* [Exercise] The answer should be a faithful retyping of the records that follow, pictures excluded.

* [Extracted data entries]
-- Opening Marker --
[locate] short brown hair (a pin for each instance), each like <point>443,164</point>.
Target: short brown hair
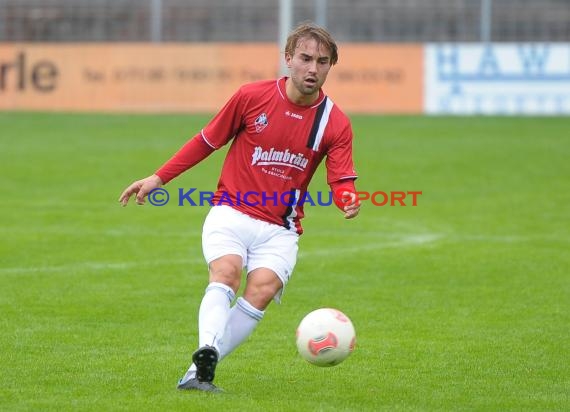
<point>320,34</point>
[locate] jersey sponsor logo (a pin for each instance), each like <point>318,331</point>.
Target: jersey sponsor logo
<point>278,158</point>
<point>261,122</point>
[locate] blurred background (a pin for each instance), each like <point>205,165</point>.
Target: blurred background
<point>405,56</point>
<point>258,21</point>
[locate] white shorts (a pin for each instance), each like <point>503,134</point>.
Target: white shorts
<point>260,244</point>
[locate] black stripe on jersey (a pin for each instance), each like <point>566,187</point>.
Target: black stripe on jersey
<point>316,123</point>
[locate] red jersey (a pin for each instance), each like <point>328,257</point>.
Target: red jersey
<point>276,149</point>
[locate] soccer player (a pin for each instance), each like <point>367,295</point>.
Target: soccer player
<point>280,131</point>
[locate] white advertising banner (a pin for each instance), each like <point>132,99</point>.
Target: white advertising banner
<point>497,79</point>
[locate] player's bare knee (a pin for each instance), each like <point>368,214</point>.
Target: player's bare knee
<point>262,286</point>
<point>227,270</point>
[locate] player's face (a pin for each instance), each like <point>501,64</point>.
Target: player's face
<point>308,67</point>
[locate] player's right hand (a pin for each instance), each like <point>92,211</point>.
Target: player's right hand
<point>140,188</point>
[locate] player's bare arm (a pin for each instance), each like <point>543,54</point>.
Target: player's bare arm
<point>140,188</point>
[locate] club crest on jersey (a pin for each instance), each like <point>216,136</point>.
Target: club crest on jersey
<point>261,122</point>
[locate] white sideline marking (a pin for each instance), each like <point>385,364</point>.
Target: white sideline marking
<point>388,242</point>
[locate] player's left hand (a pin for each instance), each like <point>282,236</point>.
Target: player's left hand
<point>352,205</point>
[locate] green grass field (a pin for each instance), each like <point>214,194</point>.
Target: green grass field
<point>459,303</point>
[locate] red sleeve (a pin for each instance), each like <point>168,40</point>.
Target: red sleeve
<point>225,125</point>
<point>193,152</point>
<point>339,157</point>
<point>338,188</point>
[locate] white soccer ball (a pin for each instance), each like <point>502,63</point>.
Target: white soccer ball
<point>325,337</point>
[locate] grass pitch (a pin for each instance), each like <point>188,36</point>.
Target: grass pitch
<point>459,303</point>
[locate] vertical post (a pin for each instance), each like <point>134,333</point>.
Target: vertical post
<point>486,18</point>
<point>321,12</point>
<point>285,25</point>
<point>156,21</point>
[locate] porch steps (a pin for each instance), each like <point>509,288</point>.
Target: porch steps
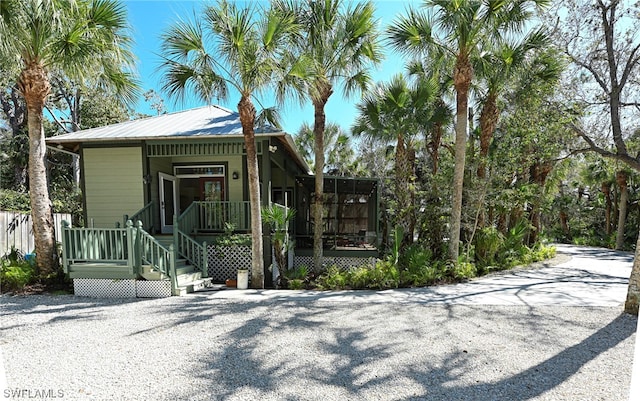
<point>188,279</point>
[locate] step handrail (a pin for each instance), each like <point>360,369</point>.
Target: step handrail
<point>188,221</point>
<point>145,214</point>
<point>190,249</point>
<point>150,252</point>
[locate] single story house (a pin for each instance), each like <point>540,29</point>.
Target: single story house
<point>181,179</point>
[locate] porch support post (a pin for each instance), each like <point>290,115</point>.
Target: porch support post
<point>66,245</point>
<point>205,260</point>
<point>138,248</point>
<point>131,246</point>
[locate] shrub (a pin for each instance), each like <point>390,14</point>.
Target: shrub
<point>15,275</point>
<point>488,243</point>
<point>333,279</point>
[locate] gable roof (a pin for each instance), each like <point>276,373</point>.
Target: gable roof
<point>199,123</point>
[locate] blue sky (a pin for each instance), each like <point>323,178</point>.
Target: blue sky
<point>149,18</point>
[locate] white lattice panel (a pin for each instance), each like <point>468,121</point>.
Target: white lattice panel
<point>224,261</point>
<point>104,288</point>
<point>153,288</point>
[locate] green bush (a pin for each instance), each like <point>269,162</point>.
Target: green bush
<point>333,279</point>
<point>488,243</point>
<point>14,201</point>
<point>15,275</point>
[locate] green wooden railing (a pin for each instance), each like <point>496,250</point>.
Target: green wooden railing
<point>212,216</point>
<point>187,222</point>
<point>110,245</point>
<point>130,247</point>
<point>150,252</point>
<point>145,214</point>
-- Closing Marker --
* [Answer box]
[locate] short brown hair (a pin for each instance), each like <point>443,164</point>.
Target: short brown hair
<point>320,34</point>
[locate] jersey sponsor logo (a pin for each instance), each like <point>318,331</point>.
Target: jersey sponsor logo
<point>278,158</point>
<point>261,122</point>
[locate] blurred background (a pin for each instance), each like <point>205,165</point>.
Target: blurred background
<point>405,56</point>
<point>258,21</point>
[locate] white shorts (a pin for each instance), each like <point>503,134</point>.
Target: white shorts
<point>260,244</point>
[locate] black stripe on jersey (a pin for each instance), each like <point>566,187</point>.
Target: black stripe on jersey
<point>316,123</point>
[locate] red jersey (a pin for each instance), each like <point>328,257</point>.
Target: red jersey
<point>276,149</point>
[locate] soccer player (a pin for each instance), each like <point>367,295</point>.
Target: soccer player
<point>280,131</point>
[locate] white advertising banner (a pin for each instance), each like <point>132,99</point>.
Target: white advertising banner
<point>497,79</point>
[locate] player's bare knee (a pin for each instance), each like <point>368,214</point>.
Target: player's bare knee
<point>262,286</point>
<point>227,270</point>
[locate] player's face (a pin for each instance), each like <point>501,64</point>.
Target: player's face
<point>308,67</point>
[locate] player's right hand (a pin for each instance), each like <point>92,211</point>.
Target: player's right hand
<point>140,188</point>
[locate] player's bare arm (a pin for each instance), each like <point>543,54</point>.
Target: player's bare arm
<point>140,188</point>
[locate] club crest on jersey (a pin for each instance), each like <point>216,136</point>.
Target: club crest on jersey
<point>261,122</point>
[locate] white sideline marking (a pin for each instance), each like <point>385,364</point>.
Target: white sideline marking
<point>388,242</point>
[locate] player's left hand (a pin for each instance), each like <point>282,236</point>.
Target: player's left hand
<point>352,205</point>
[locate] green grass field (a pin for each instance), each like <point>214,194</point>.
Target: green grass field
<point>459,303</point>
[locate] red sleeve (a pin for each instance), each like <point>168,40</point>.
Target: red sleeve
<point>225,125</point>
<point>193,152</point>
<point>339,157</point>
<point>338,188</point>
[locate] white soccer ball (a pin for each instance), each like <point>502,63</point>.
Target: white soccer ball
<point>325,337</point>
[locate] grass pitch (a pin for each instance), each like <point>188,36</point>.
Target: grass pitch
<point>459,303</point>
[locate] vertical post (a pin for each instance), each like <point>134,333</point>.
Target: vertical post
<point>486,18</point>
<point>321,12</point>
<point>285,25</point>
<point>156,21</point>
[locate] porch steps (a pin for each instance), each like <point>509,288</point>.
Target: porch steps
<point>188,279</point>
[locate] step handrail (a pin for each instance), each like <point>360,369</point>.
Target: step handrail
<point>188,221</point>
<point>145,214</point>
<point>190,249</point>
<point>150,252</point>
[locate] single story house (a pin for each instance), each like <point>540,29</point>.
Target: single story house
<point>181,179</point>
[locate] porch support post (a pin for each instance), each like <point>290,115</point>.
Target: porch support post
<point>66,245</point>
<point>205,260</point>
<point>138,248</point>
<point>131,246</point>
[locate] shrub (a pin for each instance), each like <point>390,14</point>.
Target: shrub
<point>15,275</point>
<point>488,243</point>
<point>333,279</point>
[locate] gable roof (a pin for each instance), each like <point>276,373</point>.
Target: gable roof
<point>199,123</point>
[locate] blue sky (a pin for each instance), each like <point>323,178</point>.
Target: blue sky
<point>149,18</point>
[locate] white lattice panel (a pin for each instance), each like <point>468,121</point>.
Target: white lattice panel
<point>224,261</point>
<point>104,288</point>
<point>153,288</point>
[locate] green bush (a pin for each instance), each like <point>269,162</point>.
Target: green bush
<point>333,279</point>
<point>488,243</point>
<point>14,201</point>
<point>15,275</point>
[locate] green wooden railing (a pin for each instance), each like <point>496,250</point>.
Target: green wooden railing
<point>212,216</point>
<point>187,222</point>
<point>110,245</point>
<point>130,247</point>
<point>150,252</point>
<point>145,214</point>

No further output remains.